--- START Data ---

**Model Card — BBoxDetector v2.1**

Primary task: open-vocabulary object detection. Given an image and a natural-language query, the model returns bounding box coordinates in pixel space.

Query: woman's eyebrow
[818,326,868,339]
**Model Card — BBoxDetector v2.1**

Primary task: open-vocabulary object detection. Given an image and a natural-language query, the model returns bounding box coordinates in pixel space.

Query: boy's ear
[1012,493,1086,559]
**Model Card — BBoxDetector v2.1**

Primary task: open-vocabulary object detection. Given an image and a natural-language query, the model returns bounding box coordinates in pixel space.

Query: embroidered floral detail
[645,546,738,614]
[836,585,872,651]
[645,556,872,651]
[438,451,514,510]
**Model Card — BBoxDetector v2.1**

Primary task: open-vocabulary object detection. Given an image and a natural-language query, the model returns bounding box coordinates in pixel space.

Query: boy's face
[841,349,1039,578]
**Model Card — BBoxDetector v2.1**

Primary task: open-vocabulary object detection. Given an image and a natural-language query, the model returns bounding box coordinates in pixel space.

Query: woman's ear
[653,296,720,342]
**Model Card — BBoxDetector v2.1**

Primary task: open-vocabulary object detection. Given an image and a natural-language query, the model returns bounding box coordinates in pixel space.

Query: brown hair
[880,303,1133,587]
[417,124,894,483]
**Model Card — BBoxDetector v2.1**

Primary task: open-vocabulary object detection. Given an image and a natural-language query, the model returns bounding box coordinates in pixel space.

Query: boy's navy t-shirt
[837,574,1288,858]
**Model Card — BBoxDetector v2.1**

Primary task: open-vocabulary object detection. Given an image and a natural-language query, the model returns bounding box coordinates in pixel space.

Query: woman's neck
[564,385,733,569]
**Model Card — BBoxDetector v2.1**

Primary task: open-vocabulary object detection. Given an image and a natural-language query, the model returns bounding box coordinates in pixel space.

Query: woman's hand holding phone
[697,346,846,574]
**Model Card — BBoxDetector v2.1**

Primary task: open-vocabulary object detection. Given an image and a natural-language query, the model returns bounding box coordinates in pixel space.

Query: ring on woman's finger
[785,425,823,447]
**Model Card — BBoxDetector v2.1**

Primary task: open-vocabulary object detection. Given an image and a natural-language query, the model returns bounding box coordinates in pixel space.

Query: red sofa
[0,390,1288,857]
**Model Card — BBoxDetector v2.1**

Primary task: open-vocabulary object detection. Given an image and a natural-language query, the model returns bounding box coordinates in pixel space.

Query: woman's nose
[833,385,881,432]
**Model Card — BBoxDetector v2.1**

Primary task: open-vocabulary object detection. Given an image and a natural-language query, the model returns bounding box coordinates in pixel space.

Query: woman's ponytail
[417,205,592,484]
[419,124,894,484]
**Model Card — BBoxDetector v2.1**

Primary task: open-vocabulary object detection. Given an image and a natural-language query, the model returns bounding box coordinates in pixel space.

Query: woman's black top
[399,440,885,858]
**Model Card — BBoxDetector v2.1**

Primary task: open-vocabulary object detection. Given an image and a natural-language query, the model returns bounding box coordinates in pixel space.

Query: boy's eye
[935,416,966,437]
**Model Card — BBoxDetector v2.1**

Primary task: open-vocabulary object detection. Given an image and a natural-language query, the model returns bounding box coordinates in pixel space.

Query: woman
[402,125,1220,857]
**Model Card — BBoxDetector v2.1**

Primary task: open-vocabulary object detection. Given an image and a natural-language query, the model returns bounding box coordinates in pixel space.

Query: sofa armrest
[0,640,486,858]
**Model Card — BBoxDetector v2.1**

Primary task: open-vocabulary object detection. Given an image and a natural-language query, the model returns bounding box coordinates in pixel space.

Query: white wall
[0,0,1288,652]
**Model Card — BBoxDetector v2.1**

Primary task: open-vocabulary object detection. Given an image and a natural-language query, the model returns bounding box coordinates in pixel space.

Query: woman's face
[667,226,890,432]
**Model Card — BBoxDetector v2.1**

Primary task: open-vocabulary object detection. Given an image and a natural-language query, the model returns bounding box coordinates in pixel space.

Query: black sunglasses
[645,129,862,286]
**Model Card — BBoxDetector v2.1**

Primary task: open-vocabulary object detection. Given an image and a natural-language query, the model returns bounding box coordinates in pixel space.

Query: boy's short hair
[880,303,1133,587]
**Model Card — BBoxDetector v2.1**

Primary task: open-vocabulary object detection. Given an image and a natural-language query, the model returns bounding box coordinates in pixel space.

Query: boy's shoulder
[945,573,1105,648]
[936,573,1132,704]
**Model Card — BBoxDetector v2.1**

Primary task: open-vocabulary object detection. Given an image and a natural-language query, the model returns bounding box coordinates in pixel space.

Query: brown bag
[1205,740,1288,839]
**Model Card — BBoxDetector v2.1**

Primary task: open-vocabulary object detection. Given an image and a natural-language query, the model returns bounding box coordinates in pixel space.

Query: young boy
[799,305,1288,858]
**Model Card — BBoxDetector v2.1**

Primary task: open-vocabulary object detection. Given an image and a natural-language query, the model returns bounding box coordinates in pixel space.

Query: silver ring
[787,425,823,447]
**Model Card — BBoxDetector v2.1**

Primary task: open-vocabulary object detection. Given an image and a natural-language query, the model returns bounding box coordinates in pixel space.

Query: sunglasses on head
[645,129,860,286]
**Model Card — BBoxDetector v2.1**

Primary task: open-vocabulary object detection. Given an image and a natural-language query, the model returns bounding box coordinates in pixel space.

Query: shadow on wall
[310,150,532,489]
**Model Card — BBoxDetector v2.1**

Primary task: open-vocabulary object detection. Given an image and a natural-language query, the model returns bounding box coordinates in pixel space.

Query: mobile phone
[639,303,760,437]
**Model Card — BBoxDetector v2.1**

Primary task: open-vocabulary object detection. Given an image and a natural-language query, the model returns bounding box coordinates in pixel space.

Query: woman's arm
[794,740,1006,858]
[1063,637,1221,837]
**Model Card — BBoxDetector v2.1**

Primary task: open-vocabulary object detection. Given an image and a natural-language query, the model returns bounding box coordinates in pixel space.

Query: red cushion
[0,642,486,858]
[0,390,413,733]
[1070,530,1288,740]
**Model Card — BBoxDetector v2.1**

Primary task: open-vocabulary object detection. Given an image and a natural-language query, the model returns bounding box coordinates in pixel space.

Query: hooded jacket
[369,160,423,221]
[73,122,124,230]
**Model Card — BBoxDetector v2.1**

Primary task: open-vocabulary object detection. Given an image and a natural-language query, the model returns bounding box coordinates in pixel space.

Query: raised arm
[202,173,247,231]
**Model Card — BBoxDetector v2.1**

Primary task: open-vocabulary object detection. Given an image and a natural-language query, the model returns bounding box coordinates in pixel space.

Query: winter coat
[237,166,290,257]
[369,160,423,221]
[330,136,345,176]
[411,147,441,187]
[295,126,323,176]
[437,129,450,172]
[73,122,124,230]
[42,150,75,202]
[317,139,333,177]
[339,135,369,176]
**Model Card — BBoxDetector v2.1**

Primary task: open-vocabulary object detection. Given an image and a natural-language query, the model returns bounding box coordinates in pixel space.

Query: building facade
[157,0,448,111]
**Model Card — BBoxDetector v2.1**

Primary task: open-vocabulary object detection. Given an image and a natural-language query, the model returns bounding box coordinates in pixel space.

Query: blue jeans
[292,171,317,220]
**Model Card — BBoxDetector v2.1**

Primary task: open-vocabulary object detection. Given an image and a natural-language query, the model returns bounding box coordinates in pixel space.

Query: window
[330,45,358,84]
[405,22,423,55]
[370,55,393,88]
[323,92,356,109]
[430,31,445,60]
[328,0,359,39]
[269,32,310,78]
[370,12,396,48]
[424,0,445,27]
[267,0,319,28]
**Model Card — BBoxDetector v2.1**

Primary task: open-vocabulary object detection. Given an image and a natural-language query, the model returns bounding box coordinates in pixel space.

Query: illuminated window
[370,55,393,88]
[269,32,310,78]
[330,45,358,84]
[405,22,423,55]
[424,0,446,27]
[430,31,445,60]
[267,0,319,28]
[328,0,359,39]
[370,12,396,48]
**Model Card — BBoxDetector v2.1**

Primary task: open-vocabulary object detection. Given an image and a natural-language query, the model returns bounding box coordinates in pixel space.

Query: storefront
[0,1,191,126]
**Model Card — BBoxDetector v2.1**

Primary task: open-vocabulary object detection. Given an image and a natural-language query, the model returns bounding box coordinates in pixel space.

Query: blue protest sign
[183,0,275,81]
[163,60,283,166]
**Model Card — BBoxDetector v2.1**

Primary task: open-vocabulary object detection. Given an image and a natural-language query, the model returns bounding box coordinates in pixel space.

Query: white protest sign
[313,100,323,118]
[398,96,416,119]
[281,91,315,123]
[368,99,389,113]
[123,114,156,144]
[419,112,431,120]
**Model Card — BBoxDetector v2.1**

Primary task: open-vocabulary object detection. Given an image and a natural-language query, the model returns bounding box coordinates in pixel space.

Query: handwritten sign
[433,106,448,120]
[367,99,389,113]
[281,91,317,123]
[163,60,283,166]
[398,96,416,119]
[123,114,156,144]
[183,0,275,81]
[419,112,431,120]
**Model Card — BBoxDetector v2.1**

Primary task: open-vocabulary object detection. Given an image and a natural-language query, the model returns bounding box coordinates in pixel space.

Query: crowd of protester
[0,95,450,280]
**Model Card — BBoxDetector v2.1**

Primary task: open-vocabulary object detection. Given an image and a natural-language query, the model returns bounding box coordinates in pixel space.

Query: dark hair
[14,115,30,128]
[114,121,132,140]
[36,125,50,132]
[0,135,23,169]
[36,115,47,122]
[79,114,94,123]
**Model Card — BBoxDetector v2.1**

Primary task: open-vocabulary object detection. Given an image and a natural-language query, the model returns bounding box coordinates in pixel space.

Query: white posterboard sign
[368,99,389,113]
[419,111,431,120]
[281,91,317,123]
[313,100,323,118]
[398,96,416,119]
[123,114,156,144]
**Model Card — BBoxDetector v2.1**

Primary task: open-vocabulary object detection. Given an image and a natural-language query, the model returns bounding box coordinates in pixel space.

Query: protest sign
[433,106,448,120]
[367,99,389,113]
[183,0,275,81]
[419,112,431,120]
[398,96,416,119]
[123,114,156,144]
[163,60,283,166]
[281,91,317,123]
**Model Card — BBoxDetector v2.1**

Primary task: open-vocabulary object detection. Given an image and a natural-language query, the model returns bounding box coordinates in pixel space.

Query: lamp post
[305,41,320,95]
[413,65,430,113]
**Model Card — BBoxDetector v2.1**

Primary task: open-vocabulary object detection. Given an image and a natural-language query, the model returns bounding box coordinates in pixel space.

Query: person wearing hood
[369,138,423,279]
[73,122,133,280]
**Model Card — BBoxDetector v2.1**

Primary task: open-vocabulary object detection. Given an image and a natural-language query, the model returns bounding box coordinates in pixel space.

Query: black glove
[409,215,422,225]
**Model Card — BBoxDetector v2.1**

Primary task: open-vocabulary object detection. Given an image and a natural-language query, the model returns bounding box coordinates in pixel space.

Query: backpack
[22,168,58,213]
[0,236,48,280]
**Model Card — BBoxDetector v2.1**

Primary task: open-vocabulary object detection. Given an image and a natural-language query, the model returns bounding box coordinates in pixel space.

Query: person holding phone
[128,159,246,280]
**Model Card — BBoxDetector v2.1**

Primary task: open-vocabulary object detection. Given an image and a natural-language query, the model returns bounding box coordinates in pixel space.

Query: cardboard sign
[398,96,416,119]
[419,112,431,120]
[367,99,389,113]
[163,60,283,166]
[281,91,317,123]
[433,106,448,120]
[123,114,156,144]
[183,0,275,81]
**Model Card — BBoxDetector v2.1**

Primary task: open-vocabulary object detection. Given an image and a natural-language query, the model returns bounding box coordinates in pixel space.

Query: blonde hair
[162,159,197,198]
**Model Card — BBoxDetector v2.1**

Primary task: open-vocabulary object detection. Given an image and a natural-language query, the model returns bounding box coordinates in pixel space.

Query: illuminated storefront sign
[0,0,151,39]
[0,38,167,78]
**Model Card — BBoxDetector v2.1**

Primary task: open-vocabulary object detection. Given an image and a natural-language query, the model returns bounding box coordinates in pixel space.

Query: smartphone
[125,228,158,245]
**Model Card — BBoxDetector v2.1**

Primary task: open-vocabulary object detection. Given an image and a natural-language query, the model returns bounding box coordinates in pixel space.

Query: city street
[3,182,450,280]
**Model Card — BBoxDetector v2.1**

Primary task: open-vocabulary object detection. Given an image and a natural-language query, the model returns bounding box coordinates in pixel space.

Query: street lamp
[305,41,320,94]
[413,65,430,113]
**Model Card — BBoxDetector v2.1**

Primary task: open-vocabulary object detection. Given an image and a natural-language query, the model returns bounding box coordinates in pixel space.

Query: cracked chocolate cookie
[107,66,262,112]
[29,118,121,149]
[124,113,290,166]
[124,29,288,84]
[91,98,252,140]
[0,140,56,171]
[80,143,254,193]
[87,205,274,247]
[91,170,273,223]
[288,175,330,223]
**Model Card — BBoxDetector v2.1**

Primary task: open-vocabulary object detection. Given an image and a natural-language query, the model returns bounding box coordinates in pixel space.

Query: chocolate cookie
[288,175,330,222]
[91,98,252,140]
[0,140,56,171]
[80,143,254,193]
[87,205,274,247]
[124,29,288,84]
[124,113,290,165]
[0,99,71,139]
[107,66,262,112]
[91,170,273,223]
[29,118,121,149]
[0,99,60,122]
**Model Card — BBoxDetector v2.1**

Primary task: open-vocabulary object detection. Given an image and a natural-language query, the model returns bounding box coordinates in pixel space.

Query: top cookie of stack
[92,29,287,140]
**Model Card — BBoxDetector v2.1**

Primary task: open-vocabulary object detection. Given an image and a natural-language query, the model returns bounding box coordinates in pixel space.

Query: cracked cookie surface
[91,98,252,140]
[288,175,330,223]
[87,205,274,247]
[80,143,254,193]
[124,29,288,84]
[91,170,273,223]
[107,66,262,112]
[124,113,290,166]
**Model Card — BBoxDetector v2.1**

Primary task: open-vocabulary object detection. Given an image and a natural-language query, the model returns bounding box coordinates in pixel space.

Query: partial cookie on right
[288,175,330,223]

--- END Data ---

Repeat the stretch from the start of the lines through the line that contains "[564,385,733,569]", copying every line exactly and including both ends.

**Model Card — BBoxDetector v2.1**

Primary task: open-vocabulary object detection. Given an image and a natural-language query, the model returns bounding box coordinates in pixel space.

Query: woman's eyebrow
[818,326,868,339]
**Model Card — BBoxDetector v2.1**

Primary task: open-vocabulary object detection. Given an image and a natural-language query, the model returns bounding box coordinates in pixel space.

Query: boy's ear
[1012,493,1086,559]
**Model Card — BBoxDetector v2.1**

Primary task: open-vocabulary object detection. Given an image and a natural-language query, the model returns bounding box coordinates in pixel space.

Query: embroidered floral detail
[645,546,738,614]
[836,585,872,651]
[645,556,872,651]
[438,451,514,510]
**Model Card — BBoxDetector v2.1**

Primary task: open-vocabulary object detection. Given an image and a natural-language query, the model returns bounding box coordinates in pixel space.

Query: boy's face
[841,349,1039,578]
**Model Card — BBoxDetector v2.1**

Primary task: open-vocabulary object detection. Given an image and a natural-language query, the model returns bounding box coordinates in pixel space.

Query: woman's ear
[653,296,720,342]
**Model Card — BBoxDetector v2.1**

Primary task: open-vocabulary object detection. Given an image and a natural-language query, the model returns bounding box coordinates in pixel space.

Query: brown hair
[880,303,1133,587]
[417,124,894,483]
**Model Card — BBoxDetector v2.1**

Primary task: open-vocabulary object detection. Given an image and a natural-language query, the model returns bounding box coordinates in pixel space.

Query: boy's navy t-shirt
[837,574,1288,858]
**Model Card — BBoxDetector v2.1**

Primary task: open-vocabulary object detection. Given an image and a natural-language query, the model returns bounding box coordinates in pixel space.

Query: woman's neck
[564,385,733,569]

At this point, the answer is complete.